• WRITTEN TASK: Reproduce the records below exactly as given.

• SUPPLIED INFORMATION:
* START *

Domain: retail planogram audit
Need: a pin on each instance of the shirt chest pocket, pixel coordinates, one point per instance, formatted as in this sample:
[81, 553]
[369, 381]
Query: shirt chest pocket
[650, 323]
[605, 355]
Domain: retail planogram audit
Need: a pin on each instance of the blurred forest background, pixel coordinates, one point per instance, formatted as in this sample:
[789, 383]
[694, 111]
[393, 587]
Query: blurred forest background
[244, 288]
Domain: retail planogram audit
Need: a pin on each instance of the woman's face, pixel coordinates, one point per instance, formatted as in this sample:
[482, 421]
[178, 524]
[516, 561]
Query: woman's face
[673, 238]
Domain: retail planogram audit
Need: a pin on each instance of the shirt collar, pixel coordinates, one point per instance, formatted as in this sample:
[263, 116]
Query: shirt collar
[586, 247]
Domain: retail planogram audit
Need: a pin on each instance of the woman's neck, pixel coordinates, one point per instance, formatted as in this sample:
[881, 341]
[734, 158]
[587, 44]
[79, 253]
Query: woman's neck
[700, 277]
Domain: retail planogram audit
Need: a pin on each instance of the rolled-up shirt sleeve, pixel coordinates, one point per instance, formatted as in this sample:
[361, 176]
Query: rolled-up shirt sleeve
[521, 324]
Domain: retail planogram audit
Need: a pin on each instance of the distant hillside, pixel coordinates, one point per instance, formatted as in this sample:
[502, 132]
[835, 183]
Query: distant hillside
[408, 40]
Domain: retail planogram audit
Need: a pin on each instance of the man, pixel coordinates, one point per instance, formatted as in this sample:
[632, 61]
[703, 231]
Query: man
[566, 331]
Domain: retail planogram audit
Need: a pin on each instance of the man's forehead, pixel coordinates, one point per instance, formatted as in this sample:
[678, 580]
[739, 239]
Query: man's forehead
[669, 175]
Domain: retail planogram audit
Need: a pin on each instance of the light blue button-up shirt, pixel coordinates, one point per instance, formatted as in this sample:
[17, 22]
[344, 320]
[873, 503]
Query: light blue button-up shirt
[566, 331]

* END *

• SOLUTION TO THE EXERCISE:
Domain: retail planogram audit
Need: a pin on each instance of the shirt chest pocket, pixel coordinates, one point per instance, formatted as in this sample:
[81, 553]
[369, 381]
Query: shirt chest pocket
[650, 323]
[605, 355]
Domain: retail planogram audit
Need: a pin on each instance of the blurred forest background, pixel coordinates, one point per instance, formatted as in this sample:
[789, 383]
[694, 111]
[393, 587]
Query: blurred forest background
[244, 288]
Domain: retail planogram audit
Need: a pin on each instance of the woman's face, pixel coordinates, one point per instance, formatted as in this sample:
[482, 421]
[178, 524]
[516, 561]
Query: woman's face
[673, 238]
Domain: retail planogram audit
Need: a pin on each instance of the shirt collar, pixel coordinates, one point per instance, formatted as in this sample:
[263, 116]
Query: shirt collar
[586, 247]
Domain: retail planogram audit
Need: a pin on each instance of the woman's neck, pixel coordinates, one point per instance, formatted as in this sample:
[881, 341]
[734, 158]
[587, 44]
[79, 253]
Query: woman's neck
[700, 277]
Domain: retail planogram audit
Need: a pin on each instance of the rolled-up shirt sleeve, pixel coordinates, one point per instance, formatted as in this sample:
[361, 176]
Query: rolled-up shirt sleeve
[521, 324]
Domain: retail planogram audit
Need: a pin on each instance of the distant hillside, pixel coordinates, one point per instance, formatted as in this sample:
[502, 132]
[835, 183]
Query: distant hillside
[408, 40]
Domain: retail planogram audit
Need: a pin on each instance of the man, pixel coordinates, one point per instance, formatted as in this sample:
[632, 61]
[703, 231]
Query: man
[566, 331]
Domain: retail planogram audit
Need: a pin on each instance of the man's forehead, pixel coordinates, one point per instance, formatted as in this sample:
[678, 580]
[739, 239]
Query: man's forehead
[669, 175]
Domain: retail planogram audit
Need: a pin on each instance of the light blue button-up shirt, pixel coordinates, one point per instance, formatted as in this sample:
[17, 22]
[344, 320]
[873, 503]
Query: light blue button-up shirt
[566, 331]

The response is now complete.